## begin EXERCISE MATERIALS

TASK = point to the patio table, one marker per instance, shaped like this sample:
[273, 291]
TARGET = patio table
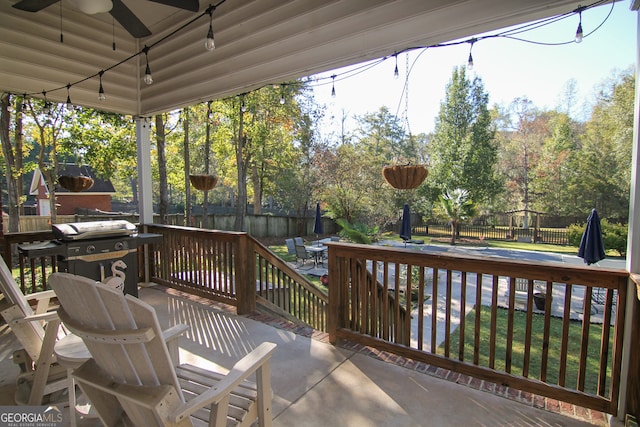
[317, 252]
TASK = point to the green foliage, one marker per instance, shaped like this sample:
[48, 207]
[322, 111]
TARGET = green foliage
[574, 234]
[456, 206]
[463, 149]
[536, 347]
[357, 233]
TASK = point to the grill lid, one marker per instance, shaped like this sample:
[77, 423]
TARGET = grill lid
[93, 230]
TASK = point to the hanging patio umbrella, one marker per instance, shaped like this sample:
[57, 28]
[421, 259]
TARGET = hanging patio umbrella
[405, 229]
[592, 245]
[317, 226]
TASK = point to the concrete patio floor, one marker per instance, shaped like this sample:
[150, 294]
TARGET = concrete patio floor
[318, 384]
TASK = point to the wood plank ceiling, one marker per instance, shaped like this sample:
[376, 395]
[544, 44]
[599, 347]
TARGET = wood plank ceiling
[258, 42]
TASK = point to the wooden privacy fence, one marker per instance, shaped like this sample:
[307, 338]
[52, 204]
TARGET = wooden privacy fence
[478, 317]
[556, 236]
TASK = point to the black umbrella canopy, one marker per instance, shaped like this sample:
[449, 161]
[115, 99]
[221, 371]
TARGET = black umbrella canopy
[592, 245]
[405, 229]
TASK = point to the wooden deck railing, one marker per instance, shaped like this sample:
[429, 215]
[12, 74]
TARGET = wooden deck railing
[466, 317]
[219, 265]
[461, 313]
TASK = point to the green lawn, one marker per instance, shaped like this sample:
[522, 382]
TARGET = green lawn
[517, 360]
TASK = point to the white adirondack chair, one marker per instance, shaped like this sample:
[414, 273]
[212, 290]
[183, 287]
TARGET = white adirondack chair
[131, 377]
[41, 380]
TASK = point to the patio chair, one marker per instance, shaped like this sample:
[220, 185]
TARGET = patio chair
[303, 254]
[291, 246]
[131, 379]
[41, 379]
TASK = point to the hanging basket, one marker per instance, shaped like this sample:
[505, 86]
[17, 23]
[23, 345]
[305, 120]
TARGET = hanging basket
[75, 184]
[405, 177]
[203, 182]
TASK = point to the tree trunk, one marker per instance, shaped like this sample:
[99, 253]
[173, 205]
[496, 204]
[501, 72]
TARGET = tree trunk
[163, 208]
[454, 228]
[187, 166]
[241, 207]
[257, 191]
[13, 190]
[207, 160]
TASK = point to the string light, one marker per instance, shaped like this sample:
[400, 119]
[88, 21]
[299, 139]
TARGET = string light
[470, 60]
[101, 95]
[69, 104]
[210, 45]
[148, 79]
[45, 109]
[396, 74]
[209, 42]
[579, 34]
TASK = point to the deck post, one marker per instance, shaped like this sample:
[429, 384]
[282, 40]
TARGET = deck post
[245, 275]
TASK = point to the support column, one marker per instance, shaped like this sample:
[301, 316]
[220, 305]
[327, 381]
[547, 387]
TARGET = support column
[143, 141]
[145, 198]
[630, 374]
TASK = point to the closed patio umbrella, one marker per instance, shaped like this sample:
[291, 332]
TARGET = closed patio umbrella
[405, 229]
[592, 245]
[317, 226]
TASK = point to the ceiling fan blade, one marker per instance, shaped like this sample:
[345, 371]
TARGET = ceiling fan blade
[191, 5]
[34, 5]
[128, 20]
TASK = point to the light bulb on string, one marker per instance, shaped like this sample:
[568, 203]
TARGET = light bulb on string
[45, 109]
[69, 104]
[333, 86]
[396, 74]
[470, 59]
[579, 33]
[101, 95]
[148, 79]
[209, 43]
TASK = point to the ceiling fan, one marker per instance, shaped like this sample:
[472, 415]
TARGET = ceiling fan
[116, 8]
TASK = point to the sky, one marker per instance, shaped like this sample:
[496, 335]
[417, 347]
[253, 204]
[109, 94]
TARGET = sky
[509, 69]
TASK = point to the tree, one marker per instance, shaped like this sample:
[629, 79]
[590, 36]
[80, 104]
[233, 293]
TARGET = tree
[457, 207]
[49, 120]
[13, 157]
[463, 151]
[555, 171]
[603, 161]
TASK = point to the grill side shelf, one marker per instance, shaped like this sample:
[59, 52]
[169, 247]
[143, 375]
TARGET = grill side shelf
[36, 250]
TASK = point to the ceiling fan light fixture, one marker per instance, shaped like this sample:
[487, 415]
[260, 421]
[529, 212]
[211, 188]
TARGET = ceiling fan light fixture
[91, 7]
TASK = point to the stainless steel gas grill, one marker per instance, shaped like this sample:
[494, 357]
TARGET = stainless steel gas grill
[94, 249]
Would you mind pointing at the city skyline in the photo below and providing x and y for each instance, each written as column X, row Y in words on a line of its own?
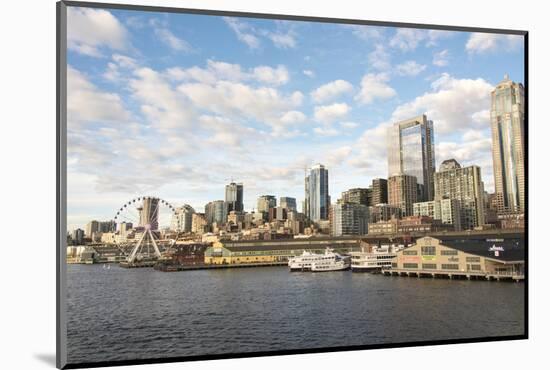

## end EXERCISE MATERIALS

> **EXERCISE**: Set down the data from the line containing "TASK = point to the grill side" through the end of the data, unchanged and with both ends included, leaving out the pictures.

> **RESPONSE BELOW**:
TASK = point to the grill side shelf, one marker per instance, shaped like this sample:
[59, 52]
[169, 247]
[143, 375]
TARGET = grill side shelf
[36, 250]
TASK = point to the ceiling fan light fixture, one marker per instance, shaped like this sample:
[487, 415]
[260, 421]
[529, 212]
[211, 188]
TARGET = ceiling fan light fixture
[91, 7]
TASK = point to the stainless steel gas grill, one marker per instance, shaped like this sample:
[494, 357]
TARGET = stainless steel gas grill
[94, 249]
Would you mind pointing at the city skyline in the photo below and providing x and y for each instance, each written as column X, row Y in words on a line of its own?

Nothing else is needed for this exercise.